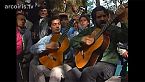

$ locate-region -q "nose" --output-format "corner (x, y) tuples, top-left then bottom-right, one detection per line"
(100, 16), (105, 20)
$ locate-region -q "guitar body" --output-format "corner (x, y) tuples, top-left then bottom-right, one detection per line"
(39, 34), (69, 69)
(75, 30), (110, 68)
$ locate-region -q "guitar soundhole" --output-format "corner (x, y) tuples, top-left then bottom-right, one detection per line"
(48, 55), (56, 61)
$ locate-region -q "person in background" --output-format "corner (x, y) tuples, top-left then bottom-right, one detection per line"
(16, 13), (32, 82)
(71, 6), (128, 82)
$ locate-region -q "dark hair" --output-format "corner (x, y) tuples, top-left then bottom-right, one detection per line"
(48, 16), (60, 27)
(79, 14), (90, 26)
(59, 14), (68, 20)
(79, 14), (90, 22)
(91, 6), (109, 24)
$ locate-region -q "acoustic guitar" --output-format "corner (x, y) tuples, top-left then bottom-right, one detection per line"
(75, 15), (120, 69)
(39, 28), (69, 69)
(75, 28), (110, 68)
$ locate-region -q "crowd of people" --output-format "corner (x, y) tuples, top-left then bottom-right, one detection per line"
(16, 0), (128, 82)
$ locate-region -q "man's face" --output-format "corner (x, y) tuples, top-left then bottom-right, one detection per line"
(51, 19), (61, 33)
(39, 9), (48, 18)
(16, 15), (26, 28)
(96, 10), (108, 26)
(61, 18), (69, 27)
(80, 17), (89, 28)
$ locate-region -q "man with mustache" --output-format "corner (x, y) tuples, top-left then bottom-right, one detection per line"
(71, 6), (128, 82)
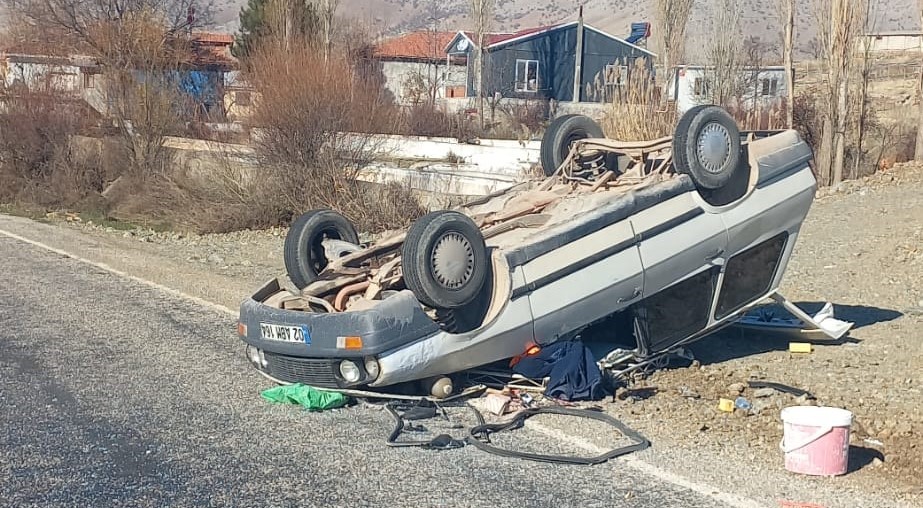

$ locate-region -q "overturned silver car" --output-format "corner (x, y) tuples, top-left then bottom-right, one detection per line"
(239, 106), (816, 395)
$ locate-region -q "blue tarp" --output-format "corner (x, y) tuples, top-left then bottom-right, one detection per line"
(513, 341), (606, 401)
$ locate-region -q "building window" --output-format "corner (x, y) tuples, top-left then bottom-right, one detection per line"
(516, 60), (538, 92)
(692, 78), (708, 97)
(606, 65), (628, 86)
(760, 78), (779, 97)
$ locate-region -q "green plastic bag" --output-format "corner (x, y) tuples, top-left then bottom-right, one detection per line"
(260, 383), (349, 411)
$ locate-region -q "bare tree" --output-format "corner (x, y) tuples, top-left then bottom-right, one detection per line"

-.-.-

Work to be completed. Copy every line above verbatim, without the pictures.

Task solution.
$ locate-region -q "nose" --output-format "corner (x, y) tuples, top-left then bottom-right, one detection per line"
(100, 16), (105, 20)
$ locate-region -q "guitar body" --output-format "corner (x, y) tuples, top-left then bottom-right, one detection per line"
(39, 34), (69, 69)
(75, 30), (110, 68)
$ locate-region -q "guitar soundhole" --output-format "corner (x, y) tuples, top-left then bottom-right, one detection per line"
(48, 55), (56, 61)
$ locate-region -q "person in background" --output-format "corner (x, y) tuples, top-left then bottom-right, one detection per line"
(16, 13), (32, 82)
(71, 6), (128, 82)
$ locate-region -q "dark hair" --output-format "corner (x, y) tuples, top-left then bottom-right, one detection per line"
(48, 16), (60, 27)
(79, 14), (90, 26)
(59, 14), (68, 20)
(79, 14), (90, 22)
(91, 6), (109, 24)
$ locate-region -q "acoustic guitar" --output-format "corner (x, y) tuples, top-left then bottom-right, one detection per line"
(75, 15), (120, 69)
(39, 28), (69, 69)
(75, 28), (110, 68)
$ locate-region -q "crowd of people" --output-format "corner (x, y) tuples, top-left then bottom-right, one detection per line"
(16, 0), (128, 82)
$ locate-region -q "man's face" --output-format "corner (x, y) tuples, top-left then bottom-right, one detection per line"
(51, 19), (61, 33)
(39, 9), (48, 18)
(16, 15), (26, 28)
(96, 10), (108, 26)
(61, 18), (69, 27)
(80, 17), (89, 28)
$ locate-region -q "man with mustache" --output-format "corner (x, y) tuples, top-left then bottom-right, one detection per line"
(71, 6), (128, 82)

$ locate-region -q "overturned silver car" --output-format "corner (x, y) tuples, top-left then bottom-right, one detection per line"
(239, 106), (816, 395)
$ locate-region -q "blue tarp" --output-format "corner (x, y) tuples, top-left then bottom-right, one detection per line"
(513, 341), (606, 401)
$ locate-region -q "building window" --output-format "corner (x, y) tuples, top-left then bottom-right, one detection per line"
(516, 60), (538, 92)
(692, 78), (708, 97)
(606, 65), (628, 86)
(760, 78), (779, 97)
$ locate-region -q "green plastic bag" --output-format "corner (x, y) tuples, top-left then bottom-right, one detection per line"
(260, 383), (349, 411)
$ locate-region -q "bare tree" --output-format "corner (x, y) tuples, top-left then bottom-right, one detection per line"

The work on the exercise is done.